Print every entry exactly as written and exclude all images.

(Saved data entries)

• • •

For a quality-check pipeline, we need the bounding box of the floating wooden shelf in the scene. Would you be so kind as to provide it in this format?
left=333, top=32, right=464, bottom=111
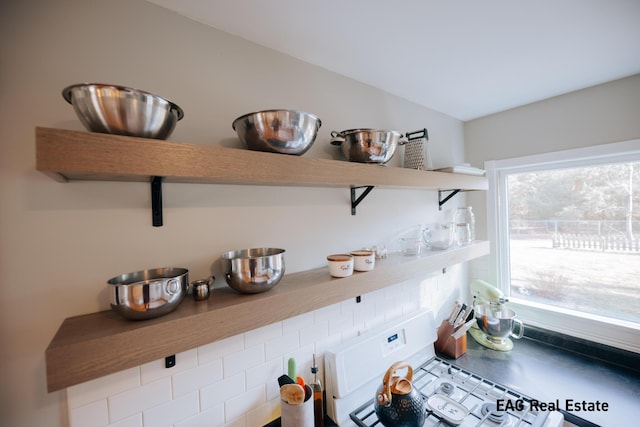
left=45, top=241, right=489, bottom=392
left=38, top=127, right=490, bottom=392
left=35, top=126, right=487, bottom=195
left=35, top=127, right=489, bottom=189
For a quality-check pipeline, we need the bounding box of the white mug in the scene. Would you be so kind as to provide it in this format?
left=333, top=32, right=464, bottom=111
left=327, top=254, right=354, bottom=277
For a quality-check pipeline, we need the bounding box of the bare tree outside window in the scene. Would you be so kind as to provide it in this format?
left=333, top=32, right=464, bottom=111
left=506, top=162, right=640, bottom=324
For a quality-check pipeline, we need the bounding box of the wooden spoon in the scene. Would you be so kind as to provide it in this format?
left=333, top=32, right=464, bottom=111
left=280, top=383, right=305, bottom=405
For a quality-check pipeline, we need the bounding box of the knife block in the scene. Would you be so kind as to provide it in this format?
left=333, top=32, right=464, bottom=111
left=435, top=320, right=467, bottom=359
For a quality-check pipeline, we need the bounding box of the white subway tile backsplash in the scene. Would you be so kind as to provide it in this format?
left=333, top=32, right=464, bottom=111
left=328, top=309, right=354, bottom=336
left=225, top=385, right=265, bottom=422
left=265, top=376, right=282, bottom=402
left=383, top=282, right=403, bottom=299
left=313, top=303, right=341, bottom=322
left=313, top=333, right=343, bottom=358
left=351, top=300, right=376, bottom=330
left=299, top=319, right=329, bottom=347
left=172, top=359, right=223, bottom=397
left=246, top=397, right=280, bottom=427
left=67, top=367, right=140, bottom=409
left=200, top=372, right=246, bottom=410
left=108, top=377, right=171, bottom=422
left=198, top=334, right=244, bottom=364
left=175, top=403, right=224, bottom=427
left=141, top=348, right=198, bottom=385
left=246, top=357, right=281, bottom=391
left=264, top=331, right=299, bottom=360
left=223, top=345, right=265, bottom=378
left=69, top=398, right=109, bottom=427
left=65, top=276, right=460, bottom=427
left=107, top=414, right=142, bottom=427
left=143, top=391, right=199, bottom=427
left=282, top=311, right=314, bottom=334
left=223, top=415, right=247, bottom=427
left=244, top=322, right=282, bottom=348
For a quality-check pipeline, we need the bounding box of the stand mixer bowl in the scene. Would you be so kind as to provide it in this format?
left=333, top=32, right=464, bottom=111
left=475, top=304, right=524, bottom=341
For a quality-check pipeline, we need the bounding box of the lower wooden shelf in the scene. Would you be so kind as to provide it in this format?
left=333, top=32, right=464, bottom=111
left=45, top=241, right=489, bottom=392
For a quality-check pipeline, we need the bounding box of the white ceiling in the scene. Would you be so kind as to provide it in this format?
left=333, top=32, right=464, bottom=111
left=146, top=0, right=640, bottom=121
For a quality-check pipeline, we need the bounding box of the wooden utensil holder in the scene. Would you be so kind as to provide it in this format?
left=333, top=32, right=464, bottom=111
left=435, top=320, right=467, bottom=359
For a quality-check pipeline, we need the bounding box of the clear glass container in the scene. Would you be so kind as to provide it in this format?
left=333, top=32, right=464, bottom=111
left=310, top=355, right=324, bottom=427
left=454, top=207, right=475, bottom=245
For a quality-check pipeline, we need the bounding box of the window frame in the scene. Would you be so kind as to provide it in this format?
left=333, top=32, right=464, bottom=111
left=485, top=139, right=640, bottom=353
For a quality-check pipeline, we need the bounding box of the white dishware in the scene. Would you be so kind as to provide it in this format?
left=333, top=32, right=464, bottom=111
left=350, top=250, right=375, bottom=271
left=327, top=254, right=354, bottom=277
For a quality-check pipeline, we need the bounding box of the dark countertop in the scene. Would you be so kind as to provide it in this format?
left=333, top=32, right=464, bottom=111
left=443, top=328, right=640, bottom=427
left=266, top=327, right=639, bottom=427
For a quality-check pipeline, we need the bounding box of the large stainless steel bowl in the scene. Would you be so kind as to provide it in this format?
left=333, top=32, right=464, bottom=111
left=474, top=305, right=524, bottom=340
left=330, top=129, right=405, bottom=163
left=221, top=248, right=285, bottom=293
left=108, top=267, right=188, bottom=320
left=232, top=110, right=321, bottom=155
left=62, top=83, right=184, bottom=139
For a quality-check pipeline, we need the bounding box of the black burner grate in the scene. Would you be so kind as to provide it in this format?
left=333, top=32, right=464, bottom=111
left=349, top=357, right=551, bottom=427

• • •

RESPONSE:
For a quality-check pipeline, we need the bounding box of the floating wooden shelf in the scene. Would you be so kind as to provide it in this format?
left=333, top=32, right=464, bottom=111
left=45, top=241, right=489, bottom=392
left=38, top=127, right=490, bottom=392
left=35, top=126, right=487, bottom=195
left=35, top=127, right=489, bottom=189
For a quality-check pipeline, we need the bounding box of the white mug in the scene. Would you be so kind as to provide it in this format?
left=333, top=32, right=464, bottom=111
left=327, top=254, right=354, bottom=277
For a quality-check pipeline, we need the bounding box of the bare tree outside window in the scene. Would you be so kind as to provide it in this format?
left=333, top=32, right=464, bottom=111
left=506, top=162, right=640, bottom=324
For a quality-check pipeline, we need the bounding box of the wooden spoon in the scene. Would you be so kind as to provide it in this format?
left=333, top=32, right=464, bottom=111
left=280, top=383, right=305, bottom=405
For a quality-check pipeline, we need the bounding box of the knife block in the scene. Would you be so kind as to provide it in this format?
left=333, top=32, right=464, bottom=111
left=435, top=320, right=467, bottom=359
For a quality-check pipeline, we need the bounding box of the white subway tile backsplash in the scene. Would you be so kind as to provide it in this format?
left=333, top=32, right=464, bottom=111
left=328, top=309, right=354, bottom=336
left=225, top=385, right=265, bottom=422
left=265, top=376, right=282, bottom=402
left=383, top=282, right=403, bottom=299
left=313, top=303, right=341, bottom=322
left=313, top=333, right=343, bottom=358
left=351, top=300, right=376, bottom=330
left=299, top=319, right=329, bottom=347
left=172, top=359, right=223, bottom=397
left=246, top=397, right=280, bottom=427
left=67, top=367, right=140, bottom=409
left=200, top=372, right=246, bottom=410
left=108, top=377, right=171, bottom=422
left=198, top=334, right=244, bottom=364
left=175, top=403, right=224, bottom=427
left=141, top=348, right=198, bottom=385
left=246, top=357, right=281, bottom=391
left=264, top=331, right=299, bottom=360
left=223, top=345, right=265, bottom=378
left=69, top=398, right=109, bottom=427
left=65, top=276, right=460, bottom=427
left=107, top=414, right=142, bottom=427
left=143, top=391, right=199, bottom=427
left=282, top=311, right=314, bottom=334
left=223, top=415, right=247, bottom=427
left=244, top=322, right=282, bottom=348
For a quality-check pipeline, we need the bounding box of the stand mixer bowl in the scene. Would you be so kind as to provide it in this format?
left=333, top=32, right=464, bottom=111
left=475, top=304, right=524, bottom=341
For a quality-check pipeline, we need the bounding box of the lower wooden shelf in the scene. Would you be so kind as to provide it in this format?
left=333, top=32, right=464, bottom=111
left=45, top=241, right=489, bottom=392
For a quality-check pipeline, we need the bounding box of the white ceiling in the scene. Would you be so kind as to provide it in this format?
left=333, top=32, right=464, bottom=111
left=146, top=0, right=640, bottom=121
For a quality-check pipeline, we need the bounding box of the wooden utensil holder in the scene. Would you be so kind as to provide it in this format?
left=333, top=32, right=464, bottom=111
left=435, top=320, right=467, bottom=359
For a quality-check pipeline, we need the bounding box of the clear glass container in the scene. Would you be so kind as to provide it in this format?
left=333, top=32, right=464, bottom=111
left=310, top=355, right=324, bottom=427
left=454, top=207, right=475, bottom=245
For a quality-check pipeline, we need the bounding box of the window frame in the scene. Would you be so kind as to provide it in this format?
left=333, top=32, right=464, bottom=111
left=485, top=139, right=640, bottom=353
For a quality-check pipeline, we need the bounding box of the white dishware in the scene. Would you be so kind as to provide it in this format?
left=333, top=32, right=464, bottom=111
left=350, top=250, right=375, bottom=271
left=327, top=254, right=354, bottom=277
For a quality-check pipeline, we need the bounding box of the dark countertop in the scene. Would you be so kind as to provide it in this format?
left=333, top=32, right=464, bottom=111
left=443, top=328, right=640, bottom=427
left=266, top=327, right=639, bottom=427
For a quality-check pipeline, we need the bounding box of the large stainless steel bowl in the scene. Would you be so kind as to provide it in this format?
left=333, top=32, right=464, bottom=111
left=474, top=305, right=524, bottom=340
left=330, top=129, right=405, bottom=163
left=221, top=248, right=285, bottom=293
left=108, top=267, right=188, bottom=320
left=232, top=110, right=321, bottom=155
left=62, top=83, right=184, bottom=139
For a quality-check pipeline, we need the bounding box of the black burner grate in the scene. Would you be so kind as to provide it in this format?
left=333, top=32, right=464, bottom=111
left=349, top=357, right=551, bottom=427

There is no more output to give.